## Dataset entries
---

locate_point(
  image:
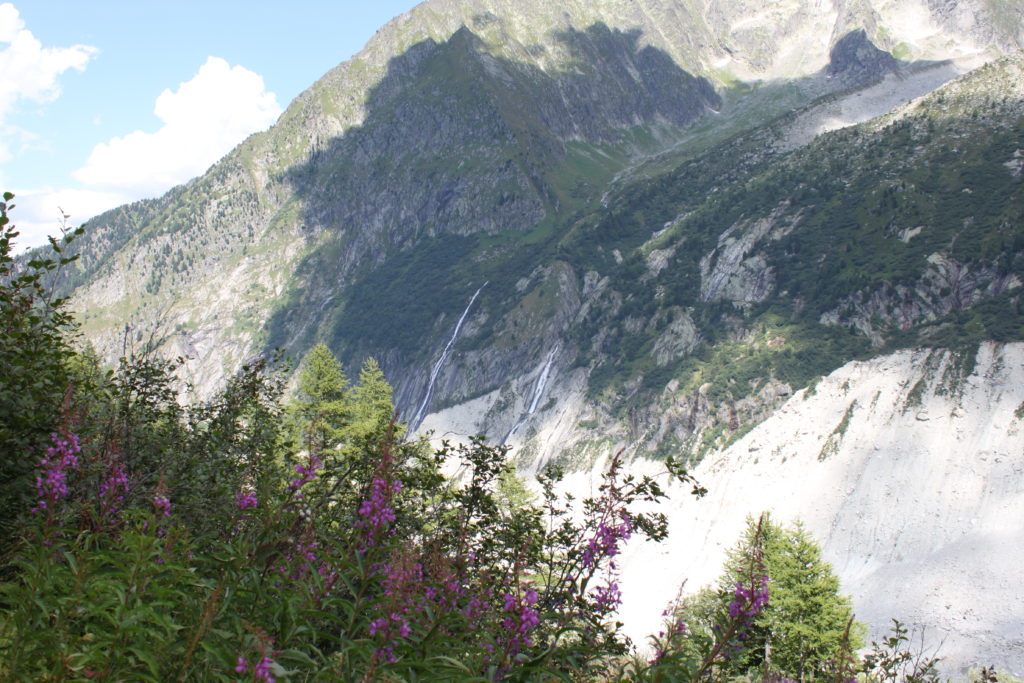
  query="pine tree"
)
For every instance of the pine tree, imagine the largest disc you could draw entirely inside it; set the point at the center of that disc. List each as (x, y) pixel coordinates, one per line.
(321, 409)
(801, 632)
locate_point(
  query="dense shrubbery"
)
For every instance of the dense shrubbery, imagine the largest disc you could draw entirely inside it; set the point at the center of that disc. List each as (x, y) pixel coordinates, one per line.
(253, 537)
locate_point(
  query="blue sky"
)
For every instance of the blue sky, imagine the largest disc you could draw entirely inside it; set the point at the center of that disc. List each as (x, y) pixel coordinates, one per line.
(107, 101)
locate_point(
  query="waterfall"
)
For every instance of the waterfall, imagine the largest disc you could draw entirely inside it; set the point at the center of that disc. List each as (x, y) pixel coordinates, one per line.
(440, 361)
(542, 381)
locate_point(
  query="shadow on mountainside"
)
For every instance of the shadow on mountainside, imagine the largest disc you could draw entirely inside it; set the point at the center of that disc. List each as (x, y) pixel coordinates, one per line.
(459, 150)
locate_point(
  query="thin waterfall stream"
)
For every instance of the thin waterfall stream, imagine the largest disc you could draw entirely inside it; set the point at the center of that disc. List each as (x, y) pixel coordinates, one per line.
(542, 381)
(440, 361)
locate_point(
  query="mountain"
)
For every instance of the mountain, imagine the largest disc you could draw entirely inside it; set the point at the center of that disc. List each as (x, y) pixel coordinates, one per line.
(652, 224)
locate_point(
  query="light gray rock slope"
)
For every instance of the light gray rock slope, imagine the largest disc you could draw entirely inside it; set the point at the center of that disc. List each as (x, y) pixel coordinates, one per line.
(909, 471)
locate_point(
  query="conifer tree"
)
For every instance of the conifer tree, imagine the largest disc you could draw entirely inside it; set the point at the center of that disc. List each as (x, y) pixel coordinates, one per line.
(321, 408)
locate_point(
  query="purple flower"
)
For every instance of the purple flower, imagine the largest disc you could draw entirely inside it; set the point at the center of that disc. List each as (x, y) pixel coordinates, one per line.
(246, 500)
(749, 601)
(306, 473)
(162, 504)
(262, 671)
(377, 510)
(51, 480)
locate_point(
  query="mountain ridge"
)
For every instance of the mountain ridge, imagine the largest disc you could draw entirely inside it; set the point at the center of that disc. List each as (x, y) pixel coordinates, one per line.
(642, 224)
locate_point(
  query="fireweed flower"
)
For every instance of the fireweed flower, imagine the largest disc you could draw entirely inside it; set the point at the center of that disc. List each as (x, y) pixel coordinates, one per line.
(112, 492)
(376, 511)
(260, 671)
(306, 473)
(606, 539)
(51, 479)
(246, 500)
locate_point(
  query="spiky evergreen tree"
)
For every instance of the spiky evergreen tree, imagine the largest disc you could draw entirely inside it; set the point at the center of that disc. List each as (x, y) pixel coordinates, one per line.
(807, 624)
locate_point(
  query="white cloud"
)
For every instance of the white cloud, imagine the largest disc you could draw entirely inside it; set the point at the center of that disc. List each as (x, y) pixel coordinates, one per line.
(39, 212)
(203, 120)
(29, 71)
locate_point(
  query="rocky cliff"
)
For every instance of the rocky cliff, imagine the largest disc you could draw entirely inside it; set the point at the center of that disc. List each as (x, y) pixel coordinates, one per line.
(591, 225)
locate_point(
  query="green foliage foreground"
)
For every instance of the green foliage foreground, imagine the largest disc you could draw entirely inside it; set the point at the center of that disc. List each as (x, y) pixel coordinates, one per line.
(250, 537)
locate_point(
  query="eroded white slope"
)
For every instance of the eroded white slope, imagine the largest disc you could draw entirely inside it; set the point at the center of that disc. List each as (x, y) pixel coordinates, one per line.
(918, 501)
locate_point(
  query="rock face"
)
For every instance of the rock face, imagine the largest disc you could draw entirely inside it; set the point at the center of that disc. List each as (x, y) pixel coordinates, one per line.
(907, 469)
(596, 224)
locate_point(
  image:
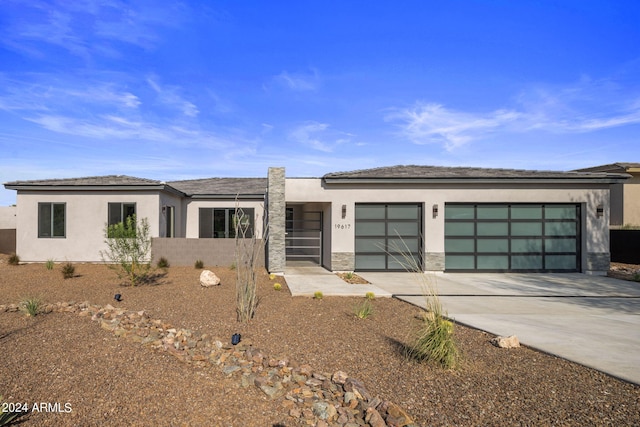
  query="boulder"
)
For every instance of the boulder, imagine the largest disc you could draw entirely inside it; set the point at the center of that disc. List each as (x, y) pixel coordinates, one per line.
(506, 342)
(209, 278)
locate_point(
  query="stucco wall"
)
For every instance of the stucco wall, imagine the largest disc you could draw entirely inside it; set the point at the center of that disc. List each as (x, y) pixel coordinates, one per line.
(631, 198)
(595, 233)
(86, 217)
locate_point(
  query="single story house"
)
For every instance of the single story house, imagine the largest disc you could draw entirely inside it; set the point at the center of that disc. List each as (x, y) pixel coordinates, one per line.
(447, 218)
(625, 196)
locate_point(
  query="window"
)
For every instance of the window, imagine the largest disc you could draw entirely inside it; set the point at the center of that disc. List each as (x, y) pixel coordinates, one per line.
(51, 220)
(119, 212)
(221, 223)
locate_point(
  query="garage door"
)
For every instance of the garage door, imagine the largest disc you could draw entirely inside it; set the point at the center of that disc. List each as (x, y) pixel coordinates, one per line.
(385, 234)
(515, 237)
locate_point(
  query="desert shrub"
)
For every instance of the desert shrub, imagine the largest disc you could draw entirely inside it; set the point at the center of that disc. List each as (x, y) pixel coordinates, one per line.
(363, 310)
(31, 306)
(68, 270)
(6, 417)
(434, 341)
(128, 247)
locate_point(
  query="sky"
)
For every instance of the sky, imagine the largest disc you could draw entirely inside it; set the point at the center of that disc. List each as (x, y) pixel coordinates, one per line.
(172, 90)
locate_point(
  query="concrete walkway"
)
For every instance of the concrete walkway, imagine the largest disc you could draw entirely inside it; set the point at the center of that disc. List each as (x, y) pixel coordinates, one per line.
(591, 320)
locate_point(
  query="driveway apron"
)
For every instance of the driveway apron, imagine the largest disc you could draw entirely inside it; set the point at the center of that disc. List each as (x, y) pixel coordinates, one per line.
(591, 320)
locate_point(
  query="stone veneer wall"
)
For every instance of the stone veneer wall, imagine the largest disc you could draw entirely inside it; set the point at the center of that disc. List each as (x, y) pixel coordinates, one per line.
(185, 252)
(343, 261)
(598, 262)
(276, 218)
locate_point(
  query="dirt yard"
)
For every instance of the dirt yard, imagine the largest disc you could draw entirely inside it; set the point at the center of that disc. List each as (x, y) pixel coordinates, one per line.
(102, 379)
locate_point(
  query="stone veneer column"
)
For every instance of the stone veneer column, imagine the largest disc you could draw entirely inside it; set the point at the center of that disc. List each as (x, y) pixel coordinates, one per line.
(276, 216)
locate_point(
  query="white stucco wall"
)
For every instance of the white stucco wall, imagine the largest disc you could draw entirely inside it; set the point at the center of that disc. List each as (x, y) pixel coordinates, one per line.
(7, 217)
(86, 217)
(595, 230)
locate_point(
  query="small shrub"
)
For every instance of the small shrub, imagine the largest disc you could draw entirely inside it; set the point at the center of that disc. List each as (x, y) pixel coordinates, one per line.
(68, 270)
(434, 342)
(163, 263)
(364, 310)
(31, 306)
(6, 417)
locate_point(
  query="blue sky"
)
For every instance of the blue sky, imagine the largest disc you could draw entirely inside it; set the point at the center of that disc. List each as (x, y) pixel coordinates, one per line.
(194, 89)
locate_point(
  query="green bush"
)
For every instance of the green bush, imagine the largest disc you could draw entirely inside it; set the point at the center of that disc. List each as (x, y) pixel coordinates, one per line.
(6, 417)
(363, 310)
(31, 306)
(435, 342)
(163, 263)
(68, 270)
(128, 248)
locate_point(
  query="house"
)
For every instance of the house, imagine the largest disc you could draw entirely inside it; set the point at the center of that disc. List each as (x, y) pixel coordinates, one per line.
(625, 196)
(447, 218)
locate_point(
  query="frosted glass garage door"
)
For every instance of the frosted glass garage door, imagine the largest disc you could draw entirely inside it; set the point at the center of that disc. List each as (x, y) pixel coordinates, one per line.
(516, 237)
(387, 235)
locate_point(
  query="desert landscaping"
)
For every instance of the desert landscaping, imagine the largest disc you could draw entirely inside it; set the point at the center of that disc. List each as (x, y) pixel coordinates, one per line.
(300, 361)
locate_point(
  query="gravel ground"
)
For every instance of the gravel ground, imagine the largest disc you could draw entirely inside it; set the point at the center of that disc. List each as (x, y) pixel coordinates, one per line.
(67, 359)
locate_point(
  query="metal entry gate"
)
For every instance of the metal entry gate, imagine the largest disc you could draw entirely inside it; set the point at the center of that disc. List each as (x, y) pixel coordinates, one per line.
(303, 238)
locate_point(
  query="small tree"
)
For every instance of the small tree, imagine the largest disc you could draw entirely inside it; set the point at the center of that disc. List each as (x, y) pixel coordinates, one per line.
(247, 254)
(129, 245)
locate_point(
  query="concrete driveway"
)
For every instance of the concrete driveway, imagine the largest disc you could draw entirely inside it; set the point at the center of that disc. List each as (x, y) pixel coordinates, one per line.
(591, 320)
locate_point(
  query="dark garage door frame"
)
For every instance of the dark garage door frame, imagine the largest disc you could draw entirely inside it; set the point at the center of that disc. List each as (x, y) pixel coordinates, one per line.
(385, 233)
(512, 237)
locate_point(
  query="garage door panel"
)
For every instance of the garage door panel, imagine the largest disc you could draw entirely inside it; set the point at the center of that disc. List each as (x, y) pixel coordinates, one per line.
(512, 237)
(383, 238)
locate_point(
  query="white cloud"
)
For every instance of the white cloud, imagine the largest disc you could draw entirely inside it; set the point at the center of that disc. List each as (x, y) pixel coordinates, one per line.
(169, 95)
(298, 82)
(318, 136)
(587, 106)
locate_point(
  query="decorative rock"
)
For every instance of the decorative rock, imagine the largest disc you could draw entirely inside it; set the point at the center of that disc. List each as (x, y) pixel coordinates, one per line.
(324, 410)
(339, 377)
(209, 278)
(374, 418)
(506, 342)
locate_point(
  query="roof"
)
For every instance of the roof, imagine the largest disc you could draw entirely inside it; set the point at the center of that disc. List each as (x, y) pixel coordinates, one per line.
(613, 167)
(414, 172)
(224, 187)
(89, 181)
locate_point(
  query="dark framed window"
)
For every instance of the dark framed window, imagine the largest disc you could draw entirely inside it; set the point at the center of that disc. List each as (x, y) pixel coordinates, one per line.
(51, 220)
(222, 222)
(119, 212)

---

Filter the data above, copying every line that contains the string "boulder". Treat the match as case-sensitive.

  query="boulder"
For every instance of the boulder, imagine the largest disc you could draw entirely inside it; set the point at the center of that disc. List each as (x, y) pixel coordinates, one per line.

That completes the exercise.